- Provided text:
--- --- ---

A study of single-run differential scanning calorimetry is presented considering baseline repeatability, crosstalk between the calorimeters, positioning of calorimeters, heating rate, sample mass, environment changes, sample pan mass, purge gas flow, instrument lags, and differences in heating rate between the calorimeters. The instrument considered was the du-Pont dual sample differential scanning calorimeter. The major errors are caused by environmental changes. All other errors seem to limit accuracy to±0.3%, a very respectable level. After optimizing all parameters, heat capacities of aluminum, sodium chloride, quartz, polystyrene and selenium were measured between 348 and 548 K. The root mean square error of all measurements on comparison with well established adiabatic calorimetry is±0.8%. This proves that single-run differential scanning calorimetry is possible, as predicted before, and improvements can still be made.

--- --- ---

- Data block:
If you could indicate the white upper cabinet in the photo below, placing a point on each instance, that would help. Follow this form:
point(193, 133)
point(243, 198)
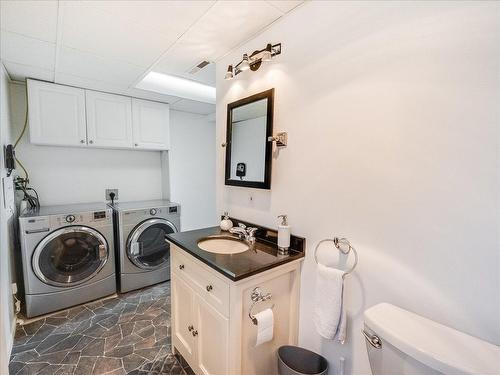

--- --- ---

- To-do list:
1/ Condense the paragraph of the calorimetry text that begins "A study of single-run differential scanning calorimetry" into a bulleted list that keeps its main facts.
2/ Write the next part of the text on single-run differential scanning calorimetry, starting after its final sentence.
None of the lines are needed here.

- Results by task:
1/
- Study of single-run differential scanning calorimetry on the du-Pont dual sample differential scanning calorimeter.
- Factors examined: baseline repeatability, crosstalk between calorimeters, calorimeter positioning, heating rate, sample mass, environment changes, sample pan mass, purge gas flow, instrument lags, and heating-rate differences between calorimeters.
- Environmental changes cause the major errors; all other errors seem to limit accuracy to ±0.3%.
- With parameters optimized, heat capacities of aluminum, sodium chloride, quartz, polystyrene and selenium were measured between 348 and 548 K.
- Root mean square error against well-established adiabatic calorimetry: ±0.8%.
- Conclusion: single-run differential scanning calorimetry is possible, and further improvements can be made.

2/
Zusammenfassung

Es wird eine Untersuchung eines single-run DSC vorgestellt, die tagendes berücksichtigt: Grundlinienreproduzierbarkeit, crosstalk zwischen Kalorimetern, Einstellung von Kalorimetern, Aufheizgeschwindigkeit, Probenmasse, Umweltver änderungen, Probenhaltermasse, Spülgasfluss, Instrumentträgheit und Unterschiede in der Aufheizgeschwindigkeit der Kalorimeter. Das fragliche Instrument war ein duPont Doppelproben DS-Kalorimeter. Die grössten Fehler werden durch Umwelteinflüsse verursacht. Alle anderen Fehler scheinen die Genauigkeit auf das akzeptierbare Mass von ±0.3% zu begrenzen. Nach einer Optimierung aller Parameter wurden bei Temperaturen zwischen 348 und 548 K die Wärmekapazitäten von Aluminium, Natriumchlorid, Quarz, Polystyrol, und Selen gemessen. Die Standardabweichung aller Messungen im Vergleich mit der relativ gut bekannten adiabatischen Kalorimetrie beträgt ±0.8%. Dies beweist, dass die single-run DSC, wie schon darauf hingewiesen, prinzipiell möglich ist, Verbesserungen aber noch möglich sind.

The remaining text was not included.